--- BEGIN Supplied material ---

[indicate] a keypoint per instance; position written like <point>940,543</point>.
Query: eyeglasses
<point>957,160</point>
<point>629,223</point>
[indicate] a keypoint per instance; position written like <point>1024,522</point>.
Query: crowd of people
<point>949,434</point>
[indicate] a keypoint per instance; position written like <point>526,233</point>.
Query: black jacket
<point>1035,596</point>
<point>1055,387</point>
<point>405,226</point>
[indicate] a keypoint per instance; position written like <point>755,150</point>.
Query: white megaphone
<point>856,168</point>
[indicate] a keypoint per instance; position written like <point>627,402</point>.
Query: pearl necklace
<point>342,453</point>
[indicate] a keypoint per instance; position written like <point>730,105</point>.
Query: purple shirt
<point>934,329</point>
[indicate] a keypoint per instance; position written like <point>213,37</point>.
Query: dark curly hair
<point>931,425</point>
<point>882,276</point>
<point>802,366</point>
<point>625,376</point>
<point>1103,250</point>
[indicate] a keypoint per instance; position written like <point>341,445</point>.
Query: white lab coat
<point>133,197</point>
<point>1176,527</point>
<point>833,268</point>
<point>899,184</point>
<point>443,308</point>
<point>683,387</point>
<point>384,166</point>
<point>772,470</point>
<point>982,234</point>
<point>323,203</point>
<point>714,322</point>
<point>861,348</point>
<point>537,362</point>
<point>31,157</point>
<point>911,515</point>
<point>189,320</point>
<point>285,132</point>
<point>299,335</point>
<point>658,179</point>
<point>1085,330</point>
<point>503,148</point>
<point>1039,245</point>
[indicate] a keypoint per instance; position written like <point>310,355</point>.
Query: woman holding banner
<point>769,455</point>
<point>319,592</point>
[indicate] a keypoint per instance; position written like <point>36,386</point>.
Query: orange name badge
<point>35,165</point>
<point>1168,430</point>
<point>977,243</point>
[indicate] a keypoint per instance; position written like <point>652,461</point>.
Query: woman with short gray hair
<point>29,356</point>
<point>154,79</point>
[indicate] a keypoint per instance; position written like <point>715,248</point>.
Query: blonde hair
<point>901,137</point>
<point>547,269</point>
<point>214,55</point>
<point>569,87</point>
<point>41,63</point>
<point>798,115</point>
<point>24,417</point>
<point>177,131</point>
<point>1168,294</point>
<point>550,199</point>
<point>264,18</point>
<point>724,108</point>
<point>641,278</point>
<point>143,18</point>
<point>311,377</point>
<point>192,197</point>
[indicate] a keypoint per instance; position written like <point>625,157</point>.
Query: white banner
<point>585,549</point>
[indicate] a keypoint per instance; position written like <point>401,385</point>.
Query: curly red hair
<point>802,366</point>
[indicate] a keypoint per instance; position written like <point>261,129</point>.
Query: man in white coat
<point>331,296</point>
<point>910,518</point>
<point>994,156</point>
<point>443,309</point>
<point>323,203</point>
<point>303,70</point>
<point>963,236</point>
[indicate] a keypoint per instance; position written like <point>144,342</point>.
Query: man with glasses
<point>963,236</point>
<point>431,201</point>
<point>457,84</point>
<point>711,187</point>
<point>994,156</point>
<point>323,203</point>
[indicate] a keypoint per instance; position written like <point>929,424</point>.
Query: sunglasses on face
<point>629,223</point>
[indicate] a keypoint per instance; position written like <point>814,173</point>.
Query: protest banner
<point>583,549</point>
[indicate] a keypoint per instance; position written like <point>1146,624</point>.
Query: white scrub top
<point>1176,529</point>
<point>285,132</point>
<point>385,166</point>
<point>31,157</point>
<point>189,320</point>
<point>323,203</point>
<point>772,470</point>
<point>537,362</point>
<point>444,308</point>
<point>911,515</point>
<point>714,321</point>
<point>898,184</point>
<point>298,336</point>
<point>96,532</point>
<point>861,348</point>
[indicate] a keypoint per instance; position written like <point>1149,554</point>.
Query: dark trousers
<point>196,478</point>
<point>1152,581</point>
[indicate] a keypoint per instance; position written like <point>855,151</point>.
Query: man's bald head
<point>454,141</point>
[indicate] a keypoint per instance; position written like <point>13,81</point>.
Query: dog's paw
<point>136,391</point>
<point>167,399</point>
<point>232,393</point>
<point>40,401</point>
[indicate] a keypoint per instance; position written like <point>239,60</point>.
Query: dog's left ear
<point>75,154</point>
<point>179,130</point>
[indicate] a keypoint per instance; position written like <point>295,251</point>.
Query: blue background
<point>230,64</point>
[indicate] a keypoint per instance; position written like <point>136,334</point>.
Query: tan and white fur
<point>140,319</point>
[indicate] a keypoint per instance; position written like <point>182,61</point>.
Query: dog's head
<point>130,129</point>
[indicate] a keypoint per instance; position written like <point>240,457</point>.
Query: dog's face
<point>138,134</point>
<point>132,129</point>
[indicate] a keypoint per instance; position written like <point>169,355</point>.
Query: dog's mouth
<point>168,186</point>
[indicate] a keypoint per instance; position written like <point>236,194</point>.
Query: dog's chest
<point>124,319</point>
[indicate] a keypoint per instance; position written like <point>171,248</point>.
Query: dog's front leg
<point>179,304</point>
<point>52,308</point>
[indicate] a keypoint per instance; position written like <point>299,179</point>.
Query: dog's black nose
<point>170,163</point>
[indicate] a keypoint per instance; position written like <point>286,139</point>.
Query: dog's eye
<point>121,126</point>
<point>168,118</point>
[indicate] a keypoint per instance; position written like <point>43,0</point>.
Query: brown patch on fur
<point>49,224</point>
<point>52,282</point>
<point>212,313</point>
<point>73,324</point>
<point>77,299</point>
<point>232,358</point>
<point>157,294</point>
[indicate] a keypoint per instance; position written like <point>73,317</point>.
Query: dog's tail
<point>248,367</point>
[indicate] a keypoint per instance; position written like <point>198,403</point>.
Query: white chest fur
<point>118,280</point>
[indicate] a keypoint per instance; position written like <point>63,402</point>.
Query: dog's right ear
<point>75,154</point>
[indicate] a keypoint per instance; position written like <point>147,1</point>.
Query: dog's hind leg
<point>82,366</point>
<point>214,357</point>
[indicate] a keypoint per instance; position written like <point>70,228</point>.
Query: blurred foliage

--- END Supplied material ---

## Problem to solve:
Please reproduce the items from the line containing "written like <point>73,317</point>." through the line containing "<point>118,280</point>", both ends included, with the requests left unchanged and every point coordinate in the answers multiplied by 0.55 and rounded to a whole number, halves rounding up. Do not change the numbers in the requests or in their format samples.

## Result below:
[indicate] a keypoint per instance; position written like <point>73,317</point>.
Query: dog's tail
<point>136,202</point>
[indicate] a keypoint per instance; position written like <point>198,403</point>.
Query: white chest fur
<point>65,154</point>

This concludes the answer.